* Exercise requirements *
Leave the pictures out and print every record below exactly as it stands.
## START Available records
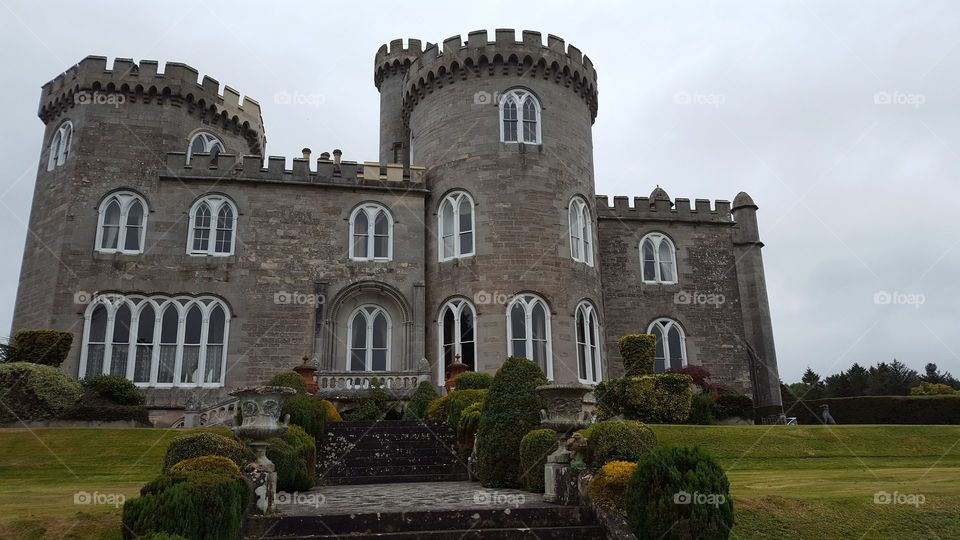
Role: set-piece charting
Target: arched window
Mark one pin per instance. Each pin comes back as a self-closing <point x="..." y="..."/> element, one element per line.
<point x="588" y="344"/>
<point x="457" y="331"/>
<point x="371" y="233"/>
<point x="202" y="226"/>
<point x="659" y="260"/>
<point x="204" y="143"/>
<point x="184" y="347"/>
<point x="520" y="117"/>
<point x="122" y="225"/>
<point x="528" y="331"/>
<point x="456" y="226"/>
<point x="671" y="345"/>
<point x="581" y="231"/>
<point x="368" y="336"/>
<point x="60" y="146"/>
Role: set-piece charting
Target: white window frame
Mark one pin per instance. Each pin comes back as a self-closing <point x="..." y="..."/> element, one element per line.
<point x="580" y="222"/>
<point x="457" y="306"/>
<point x="371" y="210"/>
<point x="215" y="203"/>
<point x="59" y="148"/>
<point x="137" y="303"/>
<point x="210" y="141"/>
<point x="665" y="325"/>
<point x="125" y="199"/>
<point x="454" y="199"/>
<point x="657" y="239"/>
<point x="520" y="97"/>
<point x="586" y="314"/>
<point x="529" y="301"/>
<point x="368" y="345"/>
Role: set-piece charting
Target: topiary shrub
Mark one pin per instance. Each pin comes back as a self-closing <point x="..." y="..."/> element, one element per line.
<point x="638" y="352"/>
<point x="290" y="379"/>
<point x="534" y="449"/>
<point x="617" y="440"/>
<point x="654" y="399"/>
<point x="473" y="380"/>
<point x="35" y="392"/>
<point x="609" y="486"/>
<point x="192" y="505"/>
<point x="459" y="400"/>
<point x="512" y="408"/>
<point x="46" y="347"/>
<point x="679" y="493"/>
<point x="206" y="465"/>
<point x="206" y="444"/>
<point x="422" y="396"/>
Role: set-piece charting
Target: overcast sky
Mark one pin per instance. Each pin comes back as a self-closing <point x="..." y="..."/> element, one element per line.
<point x="839" y="118"/>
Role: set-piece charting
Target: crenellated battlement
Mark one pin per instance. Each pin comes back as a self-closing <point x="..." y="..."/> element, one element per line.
<point x="229" y="167"/>
<point x="663" y="209"/>
<point x="459" y="58"/>
<point x="144" y="82"/>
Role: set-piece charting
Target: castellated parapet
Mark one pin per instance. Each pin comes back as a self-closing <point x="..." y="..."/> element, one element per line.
<point x="178" y="85"/>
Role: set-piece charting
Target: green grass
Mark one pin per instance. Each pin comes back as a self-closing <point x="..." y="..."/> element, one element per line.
<point x="787" y="481"/>
<point x="819" y="482"/>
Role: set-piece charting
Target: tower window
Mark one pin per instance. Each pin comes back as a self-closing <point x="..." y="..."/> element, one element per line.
<point x="519" y="117"/>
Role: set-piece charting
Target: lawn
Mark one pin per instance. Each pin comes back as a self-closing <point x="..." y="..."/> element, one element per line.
<point x="787" y="481"/>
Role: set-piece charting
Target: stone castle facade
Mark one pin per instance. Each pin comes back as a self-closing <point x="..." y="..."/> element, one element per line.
<point x="159" y="237"/>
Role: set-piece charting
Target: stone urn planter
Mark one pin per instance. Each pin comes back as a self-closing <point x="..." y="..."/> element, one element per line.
<point x="260" y="409"/>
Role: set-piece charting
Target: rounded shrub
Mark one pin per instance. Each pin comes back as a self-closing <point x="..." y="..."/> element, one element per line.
<point x="618" y="440"/>
<point x="534" y="449"/>
<point x="35" y="392"/>
<point x="679" y="493"/>
<point x="512" y="409"/>
<point x="206" y="465"/>
<point x="609" y="486"/>
<point x="206" y="444"/>
<point x="419" y="401"/>
<point x="290" y="379"/>
<point x="473" y="380"/>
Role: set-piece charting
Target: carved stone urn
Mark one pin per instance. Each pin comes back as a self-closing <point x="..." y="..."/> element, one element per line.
<point x="260" y="409"/>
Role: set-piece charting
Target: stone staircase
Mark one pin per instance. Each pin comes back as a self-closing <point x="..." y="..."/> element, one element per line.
<point x="388" y="451"/>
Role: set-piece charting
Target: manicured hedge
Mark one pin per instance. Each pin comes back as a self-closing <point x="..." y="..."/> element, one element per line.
<point x="879" y="410"/>
<point x="512" y="409"/>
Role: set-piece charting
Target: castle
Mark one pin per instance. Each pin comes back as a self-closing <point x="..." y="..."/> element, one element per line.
<point x="183" y="262"/>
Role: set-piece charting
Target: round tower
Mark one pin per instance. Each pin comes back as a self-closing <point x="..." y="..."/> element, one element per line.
<point x="505" y="126"/>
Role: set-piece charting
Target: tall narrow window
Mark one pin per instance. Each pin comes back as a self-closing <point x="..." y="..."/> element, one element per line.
## END Available records
* Task answer *
Role: set-piece charting
Target: arched window
Mark one pin per instance. Each pin comes back as a self-closing <point x="..." y="..."/> element, one element per line.
<point x="588" y="344"/>
<point x="457" y="331"/>
<point x="371" y="233"/>
<point x="202" y="226"/>
<point x="659" y="260"/>
<point x="204" y="143"/>
<point x="184" y="347"/>
<point x="520" y="117"/>
<point x="122" y="225"/>
<point x="528" y="331"/>
<point x="456" y="226"/>
<point x="671" y="345"/>
<point x="581" y="231"/>
<point x="368" y="336"/>
<point x="60" y="146"/>
Role: set-piece charting
Target: white window frame
Mark one pin per instance. Each pin comes back as a self-closing <point x="..." y="..."/> element, one element per line.
<point x="580" y="222"/>
<point x="457" y="306"/>
<point x="371" y="210"/>
<point x="215" y="203"/>
<point x="59" y="148"/>
<point x="137" y="303"/>
<point x="210" y="141"/>
<point x="665" y="325"/>
<point x="125" y="199"/>
<point x="454" y="199"/>
<point x="657" y="239"/>
<point x="520" y="97"/>
<point x="586" y="314"/>
<point x="529" y="301"/>
<point x="368" y="345"/>
Role: set-piece charting
Target: topiary shrub
Mark one pin per instance. Each pin comes back as a self-closing <point x="..." y="..."/> element, one element per line.
<point x="638" y="352"/>
<point x="290" y="379"/>
<point x="534" y="449"/>
<point x="617" y="440"/>
<point x="654" y="399"/>
<point x="473" y="380"/>
<point x="35" y="392"/>
<point x="609" y="486"/>
<point x="192" y="505"/>
<point x="459" y="400"/>
<point x="512" y="408"/>
<point x="46" y="347"/>
<point x="679" y="493"/>
<point x="206" y="465"/>
<point x="206" y="444"/>
<point x="422" y="396"/>
Role: set-piece charting
Target: overcast sky
Mark one pin per instance. Each pin comes back as a self-closing <point x="..." y="..."/> element, one element per line.
<point x="839" y="118"/>
Role: set-piece charting
Target: crenellated battlement
Mark one pin per instance. Each pin comes back as a self-closing <point x="..." y="..."/> element, one element per line.
<point x="229" y="167"/>
<point x="663" y="209"/>
<point x="459" y="58"/>
<point x="144" y="82"/>
Role: set-piece charting
Target: castellated parapet
Mark one pin per instance. Each pin comes back as a self-closing <point x="..." y="..."/> element, one element per line.
<point x="178" y="85"/>
Role: set-piece charting
Target: green grass
Mark one pin per instance. Each pin comes back as a self-closing <point x="..." y="..."/> element, one element per line.
<point x="787" y="481"/>
<point x="819" y="482"/>
Role: set-piece charting
Target: tower window
Mark one pin per instance. Each pin comes back as a self-closing <point x="..." y="..."/> element, one element per line.
<point x="519" y="117"/>
Role: set-piece charting
Target: lawn
Mark one pin per instance. Each pin comes back as a self-closing <point x="..." y="..."/> element, one element per line.
<point x="787" y="481"/>
Role: set-piece charting
Target: stone castle facade
Mark one pin per instance. Each pin comes back as a self-closing <point x="..." y="..."/> element, one element per line.
<point x="159" y="237"/>
Role: set-piece charting
Target: stone urn planter
Mark one pin per instance. Each pin comes back as a self-closing <point x="..." y="..."/> element, one element per line.
<point x="260" y="409"/>
Role: set-piece charting
Target: rounded shrub
Mark one pin per instance. Each pin comes back as a self-closing <point x="..." y="..."/> element, one element per line.
<point x="618" y="440"/>
<point x="534" y="449"/>
<point x="35" y="392"/>
<point x="679" y="493"/>
<point x="512" y="409"/>
<point x="206" y="465"/>
<point x="609" y="486"/>
<point x="206" y="444"/>
<point x="419" y="401"/>
<point x="290" y="379"/>
<point x="473" y="380"/>
Role: set-piece charting
Target: carved stone urn
Mark one pin per instance. Each pin comes back as a self-closing <point x="..." y="..."/> element, one element per line.
<point x="260" y="409"/>
Role: set-piece charting
Target: stone staircase
Mark one pin per instance. Each pin comes back as a self-closing <point x="..." y="..."/> element, one element per line.
<point x="388" y="451"/>
Role: set-piece charting
Target: manicured hedge
Mark one pin per instance. Each pin comes back as a self-closing <point x="..." y="..."/> element, one element per line.
<point x="879" y="410"/>
<point x="512" y="409"/>
Role: set-piece charting
Target: castle
Mark one pin per instance. Each pin comes back as a self-closing <point x="..." y="..."/> element, one element per line.
<point x="183" y="262"/>
Role: set-piece charting
Target: round tower
Mark one pin per instance. Each pin comes back as a self-closing <point x="..." y="..."/> element, one element per line.
<point x="505" y="126"/>
Role: set-piece charting
Target: tall narrow window
Mark one pin per instance. Each pin comes back as a self-closing <point x="..." y="..."/> element, one element per line.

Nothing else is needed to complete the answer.